## [Список заданий]
**a.** Обновите фрагмент текста о бундовском деле, начиная с «Руководитель института Либерберг, его» и далее до «с Советской властью[304].»: приведите его заново, заменив «Горохов» на «Г.».
**b.** Какой приговор Особое совещание вынесло Спиваку 5 октября 1939 года согласно тексту о бундовском деле?
**c.** Соответствуют ли тексту о бундовском деле следующие утверждения? Ответьте «да» или «нет» на каждое и приведите решающие слова текста в виде точной цитаты.
(i) Дору Штиф и Спивака арестовали в один и тот же день.
(ii) Спивак поступил на службу в ИЕПК в 1931 году.
(iii) На заседании Военной коллегии Лурье подтвердил свои показания.

## [Исходный текст]
В 1930 году в связи с ликвидацией евсекции при ЦК КП(б)У центр бундовской антисоветской работы на Украине был перенесен в Киев, в Институт еврейской культуры при Академии наук.
Руководитель института Либерберг, его заместитель Горохов, Губерман, Эрик под руководством Левитана превратили институт в контрреволюционный националистический очаг, используя во вражеских целях материальные и культурные ценности, установили контакт с фашистским Виленским еврейским институтом.
Либерберг и Горохов по заданию ЦК Бунда, таким образом, установили тесную связь с закордонными еврейскими научными учреждениями и использовали это для борьбы с Советской властью[304].
Позднее, 26 марта 1939 года, при оглашении своих показаний на заседании Военной коллегии Верховного Суда СССР Лурье заявил: «Этого не было. Я это отрицаю. Следователь в протокол записал это сам, и я должен был это записать (видимо, подписать. – Е.М.). Никакой подпольной организации „Бунд" не было»[305].
Можно только догадываться, с какой целью сценаристам этого дела, последнего массового дела эпохи Большого террора на Украине, понадобилось задним числом вовлекать в него осужденных по другим процессам «троцкистов», «террористов» и «шпионов», к тому же большей частью уже расстрелянных или умерших в заключении, да вдобавок еще и объявлять их бундовскими подпольщиками. Что касается Доры Штиф, то ее, как и Лурье, на указанном судебном заседании оправдали и освободили из-под стражи. Перед оглашением приговора в своем последнем слове она подчеркнула: «Под нажимом следователя я себя оклеветала, но, к счастью, не оклеветала других»[306].
По совпадению в один день с Дорой Штиф, 1 октября 1938-го, арестовали и Бузю (Бориса Ильича) Спивака (1894-?). В противоположность ей, он действительно являлся бундовцем с дореволюционным стажем и уже в советское время около десяти лет провел в ссылке и лагерях (с 1921-го по 1931-й – на Соловках и в Нарымском крае)[307]. На службу в ИЕПК Спивак поступил, видимо, в середине 1934 года – научным сотрудником исторической секции[308]. В следственном деле, правда, значилось, что он работал «переводчиком с русского языка на еврейский»[309]. Прошлое Спивака явно не составляло секрета для институтского начальства, и его уволили в ноябре того же 1934-го, когда над ИЕПК сгустились тучи[310]. Однако около четырех лет спустя при аресте он был обвинен в принадлежности не к «бундовскому центру», как Штиф, а к не менее мифической «меньшевистско-бундовской организации». Спустя еще год, 5 октября 1939-го, в отношении Спивака последовал приговор Особого совещания: восемь лет ИТЛ[311].

(Записи, взятые из коллекции)
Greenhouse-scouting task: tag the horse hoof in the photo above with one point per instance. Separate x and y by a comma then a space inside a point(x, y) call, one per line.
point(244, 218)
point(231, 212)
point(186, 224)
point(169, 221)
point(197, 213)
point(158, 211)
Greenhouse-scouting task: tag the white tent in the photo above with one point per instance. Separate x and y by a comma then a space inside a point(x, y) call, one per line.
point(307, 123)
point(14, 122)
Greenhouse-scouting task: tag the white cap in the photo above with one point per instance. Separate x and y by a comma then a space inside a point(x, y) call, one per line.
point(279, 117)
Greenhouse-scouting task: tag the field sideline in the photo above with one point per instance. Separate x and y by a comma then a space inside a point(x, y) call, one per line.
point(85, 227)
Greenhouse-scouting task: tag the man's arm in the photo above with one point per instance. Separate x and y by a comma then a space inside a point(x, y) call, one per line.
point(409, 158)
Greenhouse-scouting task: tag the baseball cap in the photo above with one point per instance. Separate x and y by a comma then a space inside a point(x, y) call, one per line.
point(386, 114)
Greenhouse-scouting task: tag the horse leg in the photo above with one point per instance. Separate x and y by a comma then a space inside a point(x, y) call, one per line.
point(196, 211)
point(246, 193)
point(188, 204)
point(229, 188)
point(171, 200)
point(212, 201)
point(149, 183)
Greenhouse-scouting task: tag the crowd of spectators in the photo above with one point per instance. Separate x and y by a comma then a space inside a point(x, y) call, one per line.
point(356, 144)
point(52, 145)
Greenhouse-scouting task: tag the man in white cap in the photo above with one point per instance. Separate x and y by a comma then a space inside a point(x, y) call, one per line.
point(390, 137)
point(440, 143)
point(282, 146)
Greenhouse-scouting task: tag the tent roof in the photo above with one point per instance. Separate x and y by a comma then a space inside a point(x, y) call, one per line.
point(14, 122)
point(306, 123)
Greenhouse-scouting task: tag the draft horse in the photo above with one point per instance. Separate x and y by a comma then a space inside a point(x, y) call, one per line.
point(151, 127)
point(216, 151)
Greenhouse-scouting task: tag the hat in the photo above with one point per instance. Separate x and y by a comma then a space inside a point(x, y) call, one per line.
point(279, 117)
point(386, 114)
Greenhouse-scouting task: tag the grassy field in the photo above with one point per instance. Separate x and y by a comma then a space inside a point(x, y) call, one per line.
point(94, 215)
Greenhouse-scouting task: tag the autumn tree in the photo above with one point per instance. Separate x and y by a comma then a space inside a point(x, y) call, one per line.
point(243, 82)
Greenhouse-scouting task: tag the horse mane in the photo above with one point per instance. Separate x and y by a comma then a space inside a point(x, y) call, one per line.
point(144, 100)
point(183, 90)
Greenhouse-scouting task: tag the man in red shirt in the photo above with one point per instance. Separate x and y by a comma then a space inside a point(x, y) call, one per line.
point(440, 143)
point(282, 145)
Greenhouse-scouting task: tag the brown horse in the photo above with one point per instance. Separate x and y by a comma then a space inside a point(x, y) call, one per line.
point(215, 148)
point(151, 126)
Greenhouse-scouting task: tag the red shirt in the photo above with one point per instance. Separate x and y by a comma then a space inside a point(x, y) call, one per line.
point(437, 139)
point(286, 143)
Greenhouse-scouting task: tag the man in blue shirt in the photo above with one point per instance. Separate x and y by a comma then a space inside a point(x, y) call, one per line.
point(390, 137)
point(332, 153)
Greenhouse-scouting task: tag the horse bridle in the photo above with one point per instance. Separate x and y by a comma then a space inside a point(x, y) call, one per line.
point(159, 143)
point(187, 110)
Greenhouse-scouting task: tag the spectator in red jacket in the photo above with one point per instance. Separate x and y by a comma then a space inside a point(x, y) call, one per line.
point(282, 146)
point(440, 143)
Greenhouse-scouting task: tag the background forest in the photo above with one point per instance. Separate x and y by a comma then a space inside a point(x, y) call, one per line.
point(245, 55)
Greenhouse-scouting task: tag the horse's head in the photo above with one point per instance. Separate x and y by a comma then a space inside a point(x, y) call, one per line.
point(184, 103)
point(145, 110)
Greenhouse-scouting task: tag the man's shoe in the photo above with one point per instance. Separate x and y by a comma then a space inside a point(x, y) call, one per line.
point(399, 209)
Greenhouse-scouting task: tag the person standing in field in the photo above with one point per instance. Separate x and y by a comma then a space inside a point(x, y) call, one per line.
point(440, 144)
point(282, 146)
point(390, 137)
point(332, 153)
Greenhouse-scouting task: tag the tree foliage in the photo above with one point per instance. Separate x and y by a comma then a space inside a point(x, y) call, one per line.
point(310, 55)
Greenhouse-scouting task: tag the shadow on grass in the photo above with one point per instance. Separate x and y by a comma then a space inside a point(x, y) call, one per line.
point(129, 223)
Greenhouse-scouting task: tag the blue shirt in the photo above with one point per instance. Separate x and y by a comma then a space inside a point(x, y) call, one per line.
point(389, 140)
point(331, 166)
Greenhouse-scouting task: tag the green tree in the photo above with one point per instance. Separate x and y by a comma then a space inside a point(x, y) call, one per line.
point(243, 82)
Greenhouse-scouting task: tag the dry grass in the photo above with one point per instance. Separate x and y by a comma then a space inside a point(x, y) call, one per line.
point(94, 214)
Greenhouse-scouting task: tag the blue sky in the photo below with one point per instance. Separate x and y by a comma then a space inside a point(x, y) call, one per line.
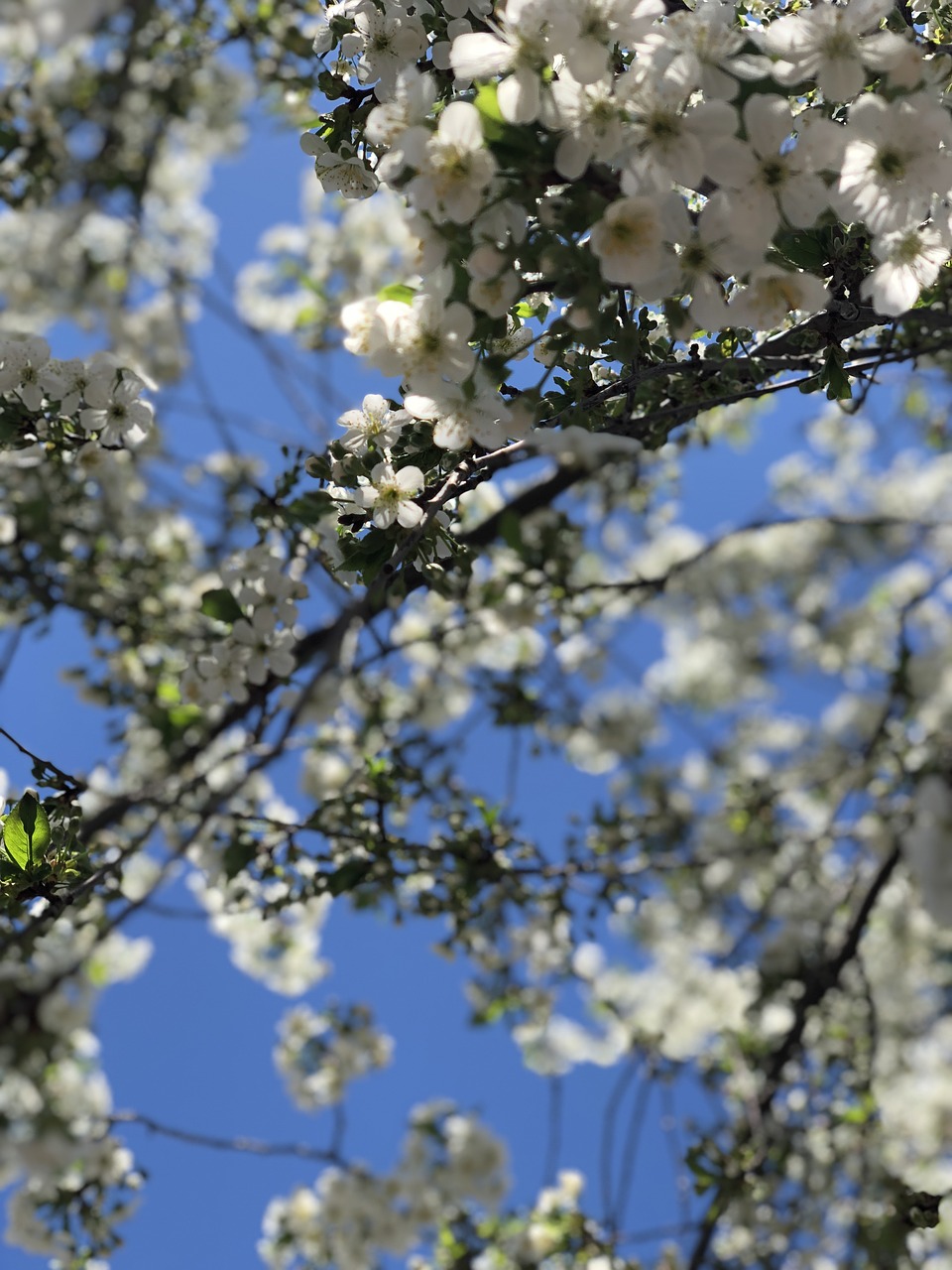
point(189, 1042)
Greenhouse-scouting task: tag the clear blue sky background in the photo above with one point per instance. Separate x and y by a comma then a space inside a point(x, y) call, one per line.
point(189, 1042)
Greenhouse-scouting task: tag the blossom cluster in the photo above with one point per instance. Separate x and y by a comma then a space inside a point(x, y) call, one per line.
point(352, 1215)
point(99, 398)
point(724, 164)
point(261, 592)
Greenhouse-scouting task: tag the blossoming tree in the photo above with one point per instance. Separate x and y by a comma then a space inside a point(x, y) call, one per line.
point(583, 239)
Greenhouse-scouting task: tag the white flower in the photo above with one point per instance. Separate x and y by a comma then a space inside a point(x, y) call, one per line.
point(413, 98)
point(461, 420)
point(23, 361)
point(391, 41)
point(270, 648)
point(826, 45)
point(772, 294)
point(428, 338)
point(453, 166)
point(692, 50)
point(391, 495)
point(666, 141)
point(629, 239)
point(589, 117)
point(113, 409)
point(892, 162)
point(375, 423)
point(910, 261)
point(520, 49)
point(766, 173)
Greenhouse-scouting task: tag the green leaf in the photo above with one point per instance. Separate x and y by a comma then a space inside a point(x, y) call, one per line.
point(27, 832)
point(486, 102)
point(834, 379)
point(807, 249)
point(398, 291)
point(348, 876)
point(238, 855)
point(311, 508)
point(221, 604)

...

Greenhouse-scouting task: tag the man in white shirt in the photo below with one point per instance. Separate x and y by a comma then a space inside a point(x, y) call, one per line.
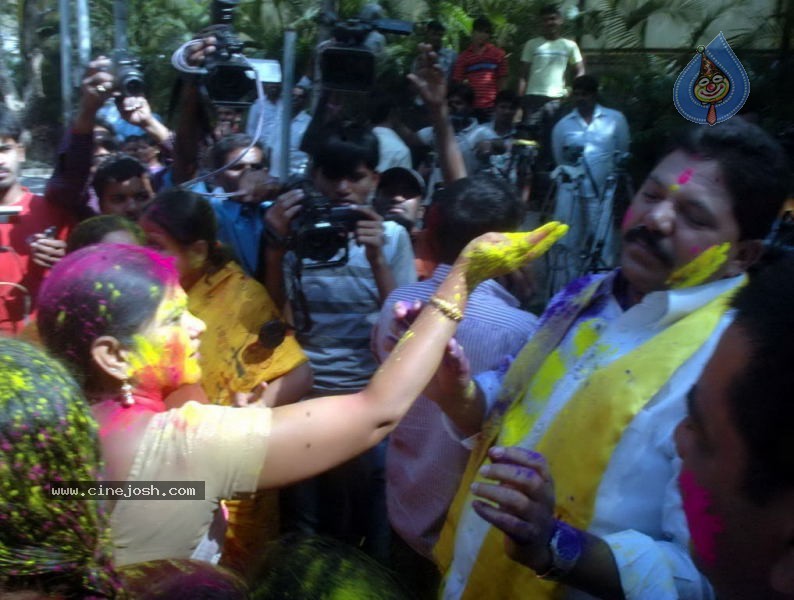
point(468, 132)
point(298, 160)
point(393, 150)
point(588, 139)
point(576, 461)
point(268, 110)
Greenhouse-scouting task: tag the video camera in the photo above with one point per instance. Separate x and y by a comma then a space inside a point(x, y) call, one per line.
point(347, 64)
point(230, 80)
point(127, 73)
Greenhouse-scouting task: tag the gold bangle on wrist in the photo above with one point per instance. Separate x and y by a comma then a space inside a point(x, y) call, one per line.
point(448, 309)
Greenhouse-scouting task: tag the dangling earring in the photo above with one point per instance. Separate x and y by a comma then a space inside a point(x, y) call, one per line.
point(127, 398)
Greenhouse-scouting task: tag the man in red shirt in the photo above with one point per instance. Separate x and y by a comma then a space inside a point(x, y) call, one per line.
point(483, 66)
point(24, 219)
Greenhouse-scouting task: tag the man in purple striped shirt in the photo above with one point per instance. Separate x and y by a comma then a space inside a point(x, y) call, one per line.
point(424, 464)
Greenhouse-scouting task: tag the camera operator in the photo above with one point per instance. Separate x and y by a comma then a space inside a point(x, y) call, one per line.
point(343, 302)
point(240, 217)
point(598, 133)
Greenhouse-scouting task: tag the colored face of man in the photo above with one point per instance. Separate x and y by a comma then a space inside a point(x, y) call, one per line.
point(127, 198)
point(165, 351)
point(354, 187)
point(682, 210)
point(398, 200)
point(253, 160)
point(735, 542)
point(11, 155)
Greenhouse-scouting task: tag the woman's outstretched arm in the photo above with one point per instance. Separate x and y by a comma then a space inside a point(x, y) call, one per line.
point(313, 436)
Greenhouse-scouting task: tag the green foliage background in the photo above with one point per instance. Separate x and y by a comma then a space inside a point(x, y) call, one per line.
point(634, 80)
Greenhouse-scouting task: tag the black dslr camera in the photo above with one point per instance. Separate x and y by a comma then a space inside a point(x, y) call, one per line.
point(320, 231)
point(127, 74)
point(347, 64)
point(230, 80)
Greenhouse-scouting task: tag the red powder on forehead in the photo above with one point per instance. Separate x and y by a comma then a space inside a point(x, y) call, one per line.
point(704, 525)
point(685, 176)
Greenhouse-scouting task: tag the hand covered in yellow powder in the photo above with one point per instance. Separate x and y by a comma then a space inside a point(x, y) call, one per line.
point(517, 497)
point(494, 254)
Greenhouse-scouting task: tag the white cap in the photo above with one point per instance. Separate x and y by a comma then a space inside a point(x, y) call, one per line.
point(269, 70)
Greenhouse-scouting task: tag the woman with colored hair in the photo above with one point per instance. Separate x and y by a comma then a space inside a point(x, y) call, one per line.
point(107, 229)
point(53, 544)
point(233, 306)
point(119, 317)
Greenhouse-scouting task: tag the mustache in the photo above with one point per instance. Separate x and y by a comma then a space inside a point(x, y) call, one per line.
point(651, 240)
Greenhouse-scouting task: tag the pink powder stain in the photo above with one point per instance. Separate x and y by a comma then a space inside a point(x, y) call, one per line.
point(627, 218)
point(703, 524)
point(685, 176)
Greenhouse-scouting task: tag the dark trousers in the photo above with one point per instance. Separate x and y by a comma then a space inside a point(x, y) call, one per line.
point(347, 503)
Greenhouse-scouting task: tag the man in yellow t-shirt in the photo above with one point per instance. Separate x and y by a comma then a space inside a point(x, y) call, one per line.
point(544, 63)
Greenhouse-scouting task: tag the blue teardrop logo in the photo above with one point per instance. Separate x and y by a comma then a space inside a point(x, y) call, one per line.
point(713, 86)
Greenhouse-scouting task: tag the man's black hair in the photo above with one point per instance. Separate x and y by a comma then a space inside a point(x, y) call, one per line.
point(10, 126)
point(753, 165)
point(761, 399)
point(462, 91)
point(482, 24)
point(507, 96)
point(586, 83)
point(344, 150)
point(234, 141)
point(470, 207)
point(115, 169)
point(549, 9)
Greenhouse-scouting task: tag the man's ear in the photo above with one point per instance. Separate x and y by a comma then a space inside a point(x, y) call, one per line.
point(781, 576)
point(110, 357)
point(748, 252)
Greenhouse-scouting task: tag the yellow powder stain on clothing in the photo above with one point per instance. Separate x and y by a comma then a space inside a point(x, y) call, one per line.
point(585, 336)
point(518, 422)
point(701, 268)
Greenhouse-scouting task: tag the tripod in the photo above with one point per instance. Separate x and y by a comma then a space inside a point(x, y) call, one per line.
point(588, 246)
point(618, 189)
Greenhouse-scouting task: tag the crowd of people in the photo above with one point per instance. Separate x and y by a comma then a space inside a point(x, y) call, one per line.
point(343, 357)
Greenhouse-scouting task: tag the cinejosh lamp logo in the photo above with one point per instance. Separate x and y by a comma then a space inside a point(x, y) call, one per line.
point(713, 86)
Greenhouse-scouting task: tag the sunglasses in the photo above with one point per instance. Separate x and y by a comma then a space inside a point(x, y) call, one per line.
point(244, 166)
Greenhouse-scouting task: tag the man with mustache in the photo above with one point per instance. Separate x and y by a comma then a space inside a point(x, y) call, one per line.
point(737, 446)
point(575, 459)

--

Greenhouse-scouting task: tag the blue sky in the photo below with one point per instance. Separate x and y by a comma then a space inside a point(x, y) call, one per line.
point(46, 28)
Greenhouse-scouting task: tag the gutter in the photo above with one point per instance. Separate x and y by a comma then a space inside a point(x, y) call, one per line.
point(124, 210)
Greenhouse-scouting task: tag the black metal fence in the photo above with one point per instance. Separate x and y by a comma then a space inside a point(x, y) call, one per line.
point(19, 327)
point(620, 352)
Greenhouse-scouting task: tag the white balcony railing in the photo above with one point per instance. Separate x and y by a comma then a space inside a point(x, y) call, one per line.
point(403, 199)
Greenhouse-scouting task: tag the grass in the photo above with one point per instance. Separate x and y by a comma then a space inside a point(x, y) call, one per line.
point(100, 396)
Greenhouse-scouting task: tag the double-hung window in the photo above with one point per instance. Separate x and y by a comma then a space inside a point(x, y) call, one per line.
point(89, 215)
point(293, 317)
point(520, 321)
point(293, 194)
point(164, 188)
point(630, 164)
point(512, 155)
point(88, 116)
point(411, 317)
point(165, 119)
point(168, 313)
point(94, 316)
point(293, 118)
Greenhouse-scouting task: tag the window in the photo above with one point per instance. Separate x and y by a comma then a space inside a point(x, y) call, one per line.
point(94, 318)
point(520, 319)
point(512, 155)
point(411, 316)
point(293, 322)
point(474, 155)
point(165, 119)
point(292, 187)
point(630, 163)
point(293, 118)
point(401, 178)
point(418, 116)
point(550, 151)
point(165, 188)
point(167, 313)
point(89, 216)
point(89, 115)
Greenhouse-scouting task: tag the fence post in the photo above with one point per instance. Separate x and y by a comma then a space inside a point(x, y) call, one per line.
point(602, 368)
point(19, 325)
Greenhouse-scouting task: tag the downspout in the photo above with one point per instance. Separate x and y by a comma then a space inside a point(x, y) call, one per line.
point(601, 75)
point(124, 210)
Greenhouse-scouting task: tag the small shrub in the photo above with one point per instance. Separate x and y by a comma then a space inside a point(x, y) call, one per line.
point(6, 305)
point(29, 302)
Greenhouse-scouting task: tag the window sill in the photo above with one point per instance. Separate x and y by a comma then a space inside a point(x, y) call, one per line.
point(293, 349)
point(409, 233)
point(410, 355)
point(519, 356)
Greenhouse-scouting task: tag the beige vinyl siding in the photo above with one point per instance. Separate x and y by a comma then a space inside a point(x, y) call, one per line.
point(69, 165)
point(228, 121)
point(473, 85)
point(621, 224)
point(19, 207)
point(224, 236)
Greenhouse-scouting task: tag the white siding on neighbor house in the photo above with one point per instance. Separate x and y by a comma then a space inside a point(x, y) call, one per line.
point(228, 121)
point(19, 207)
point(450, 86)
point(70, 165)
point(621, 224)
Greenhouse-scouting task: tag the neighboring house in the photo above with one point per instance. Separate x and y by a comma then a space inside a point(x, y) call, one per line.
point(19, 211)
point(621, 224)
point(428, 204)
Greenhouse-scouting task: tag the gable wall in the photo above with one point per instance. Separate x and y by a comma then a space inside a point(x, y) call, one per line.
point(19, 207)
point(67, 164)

## [Полные ответы]
**a.**
Руководитель института Либерберг, его заместитель Г., Губерман, Эрик под руководством Левитана превратили институт в контрреволюционный националистический очаг, используя во вражеских целях материальные и культурные ценности, установили контакт с фашистским Виленским еврейским институтом.
Либерберг и Г. по заданию ЦК Бунда, таким образом, установили тесную связь с закордонными еврейскими научными учреждениями и использовали это для борьбы с Советской властью[304].

**b.** Восемь лет ИТЛ.

**c.**
(i) Да: «По совпадению в один день с Дорой Штиф, 1 октября 1938-го, арестовали и Бузю (Бориса Ильича) Спивака».
(ii) Нет: «На службу в ИЕПК Спивак поступил, видимо, в середине 1934 года».
(iii) Нет: «Этого не было. Я это отрицаю».